### What to do
Write out again the lines from the one with "For accessibility purposes, please box every white background" to the one with "[0,0,612,407]", adding 134 to every number in the box coordinates.

### Data for this exercise

++++++++++++++++++++

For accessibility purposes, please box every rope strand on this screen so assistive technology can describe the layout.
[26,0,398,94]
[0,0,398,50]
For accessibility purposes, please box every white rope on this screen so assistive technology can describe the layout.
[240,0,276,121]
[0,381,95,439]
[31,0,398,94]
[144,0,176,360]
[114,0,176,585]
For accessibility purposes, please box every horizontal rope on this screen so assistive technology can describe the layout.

++++++++++++++++++++

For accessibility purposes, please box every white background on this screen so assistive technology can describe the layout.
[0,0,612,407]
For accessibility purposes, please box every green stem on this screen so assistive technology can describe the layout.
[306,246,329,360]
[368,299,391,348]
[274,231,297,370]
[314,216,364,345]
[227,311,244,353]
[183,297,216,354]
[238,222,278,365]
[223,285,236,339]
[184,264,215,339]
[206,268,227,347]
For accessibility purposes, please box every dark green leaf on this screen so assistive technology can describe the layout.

++++++++++++++++++++

### Solved problem
For accessibility purposes, please box every white background on this screen so assistive technology can describe the layout.
[134,134,746,541]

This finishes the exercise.